Print the entries exactly; no image belongs in the copy.

Point-per-instance localization data:
---

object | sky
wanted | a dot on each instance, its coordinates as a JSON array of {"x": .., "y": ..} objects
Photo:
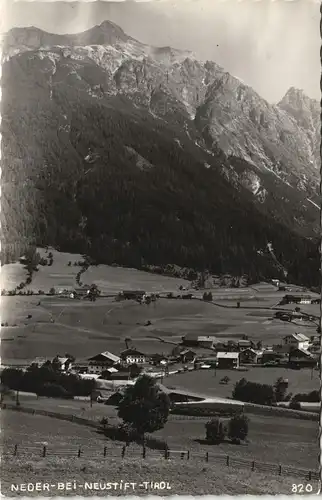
[{"x": 271, "y": 45}]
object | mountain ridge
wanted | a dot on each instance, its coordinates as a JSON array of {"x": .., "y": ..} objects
[{"x": 179, "y": 103}]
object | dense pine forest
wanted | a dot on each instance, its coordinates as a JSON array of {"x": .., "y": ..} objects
[{"x": 107, "y": 179}]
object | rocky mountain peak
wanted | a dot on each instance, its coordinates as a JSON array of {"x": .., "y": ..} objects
[{"x": 297, "y": 98}]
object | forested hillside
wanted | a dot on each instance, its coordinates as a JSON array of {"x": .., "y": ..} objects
[{"x": 90, "y": 172}]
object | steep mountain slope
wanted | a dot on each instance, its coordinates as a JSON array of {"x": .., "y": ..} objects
[
  {"x": 110, "y": 139},
  {"x": 279, "y": 143}
]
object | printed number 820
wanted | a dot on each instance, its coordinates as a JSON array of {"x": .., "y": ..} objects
[{"x": 302, "y": 488}]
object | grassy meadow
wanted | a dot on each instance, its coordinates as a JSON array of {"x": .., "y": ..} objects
[{"x": 290, "y": 443}]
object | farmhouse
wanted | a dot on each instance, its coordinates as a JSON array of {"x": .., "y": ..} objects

---

**THE COMPLETED TASK**.
object | sky
wanted | a dot on each instance, its coordinates as a JSON array of {"x": .., "y": ..} objects
Photo:
[{"x": 271, "y": 45}]
object | mountain ridge
wanted | a dot on each instance, its coordinates as a JSON array of {"x": .., "y": ..} objects
[{"x": 179, "y": 103}]
object | dense pine forest
wanted | a dot on each instance, its coordinates as a JSON array of {"x": .., "y": ..} objects
[{"x": 107, "y": 179}]
object | rocky mountain peak
wanted | a dot on each instance, its coordinates as a JSON array of {"x": .., "y": ..} objects
[{"x": 297, "y": 98}]
object | forested hillside
wanted | a dot on each instance, its coordinates as a JSON array of {"x": .., "y": ..} objects
[{"x": 90, "y": 172}]
object | steep mountain slope
wanted | a dot on each instance, its coordinates as a JSON array of {"x": .., "y": ..} objects
[
  {"x": 110, "y": 139},
  {"x": 279, "y": 143}
]
object | printed number 820
wanted | a dot on each instance, its coordinates as a JSON array of {"x": .., "y": ..} objects
[{"x": 302, "y": 488}]
object | grassy meadow
wanted | a dot on each instance, its coordinates as a JSON array of {"x": .., "y": ..} objects
[{"x": 290, "y": 443}]
object | farmhouse
wanted | a dot on each instance, its coordinates as a JSON array of {"x": .., "y": ..} objects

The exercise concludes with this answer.